→ What is asked: Pick out every line of the items below that contains the word "automated", and copy each one. Case counts.

→ Input for this task:
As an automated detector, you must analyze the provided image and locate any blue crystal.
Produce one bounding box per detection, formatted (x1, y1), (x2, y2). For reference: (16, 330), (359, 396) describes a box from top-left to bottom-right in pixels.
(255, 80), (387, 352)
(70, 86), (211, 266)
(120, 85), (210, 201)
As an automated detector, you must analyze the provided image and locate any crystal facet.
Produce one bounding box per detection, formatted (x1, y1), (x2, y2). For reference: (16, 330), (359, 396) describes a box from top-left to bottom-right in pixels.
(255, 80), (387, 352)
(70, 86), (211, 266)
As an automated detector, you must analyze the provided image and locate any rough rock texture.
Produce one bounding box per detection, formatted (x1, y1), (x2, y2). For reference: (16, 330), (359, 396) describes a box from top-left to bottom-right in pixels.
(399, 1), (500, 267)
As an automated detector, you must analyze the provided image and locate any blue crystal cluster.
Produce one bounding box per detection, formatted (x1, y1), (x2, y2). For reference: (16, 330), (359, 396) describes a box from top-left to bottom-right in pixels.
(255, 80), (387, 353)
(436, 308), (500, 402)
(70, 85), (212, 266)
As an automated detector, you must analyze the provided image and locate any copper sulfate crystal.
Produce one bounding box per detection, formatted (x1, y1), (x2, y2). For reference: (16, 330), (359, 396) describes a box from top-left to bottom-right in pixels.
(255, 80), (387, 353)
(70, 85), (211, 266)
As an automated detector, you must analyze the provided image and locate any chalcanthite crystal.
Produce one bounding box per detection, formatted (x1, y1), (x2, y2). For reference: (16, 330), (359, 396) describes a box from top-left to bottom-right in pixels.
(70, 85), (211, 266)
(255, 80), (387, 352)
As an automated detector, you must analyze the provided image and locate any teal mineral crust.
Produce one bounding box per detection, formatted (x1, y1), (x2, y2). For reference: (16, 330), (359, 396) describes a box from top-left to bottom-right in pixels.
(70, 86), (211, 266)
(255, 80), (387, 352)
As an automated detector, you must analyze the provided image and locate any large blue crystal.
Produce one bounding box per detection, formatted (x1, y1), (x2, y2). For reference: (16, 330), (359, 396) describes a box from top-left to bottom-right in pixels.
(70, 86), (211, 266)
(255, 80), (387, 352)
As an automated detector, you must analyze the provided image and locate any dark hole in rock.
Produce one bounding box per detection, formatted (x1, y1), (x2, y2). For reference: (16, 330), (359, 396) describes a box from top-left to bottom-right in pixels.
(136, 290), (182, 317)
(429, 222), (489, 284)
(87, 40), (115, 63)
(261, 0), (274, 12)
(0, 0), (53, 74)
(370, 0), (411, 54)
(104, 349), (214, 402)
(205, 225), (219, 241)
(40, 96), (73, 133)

→ Reply:
As an automated detector, you must analyze the provided image and locate any blue crystal.
As an automated detector, you must analyze the provided image and locate any crystal facet.
As an automated detector, you must analyze the provided image and locate any rough rock texture.
As an automated detector, you must analyze the provided image and locate any blue crystal cluster.
As an automated detector, you must analyze the provided image and locate any copper sulfate crystal.
As an automated detector, you must analyze the provided image and locate any chalcanthite crystal.
As an automated detector, you must analyze the provided image and locate any teal mineral crust.
As an automated detector, you must analyze the provided image and locate any large blue crystal.
As an automated detector, you must analyze the provided image and locate any dark hole in rock.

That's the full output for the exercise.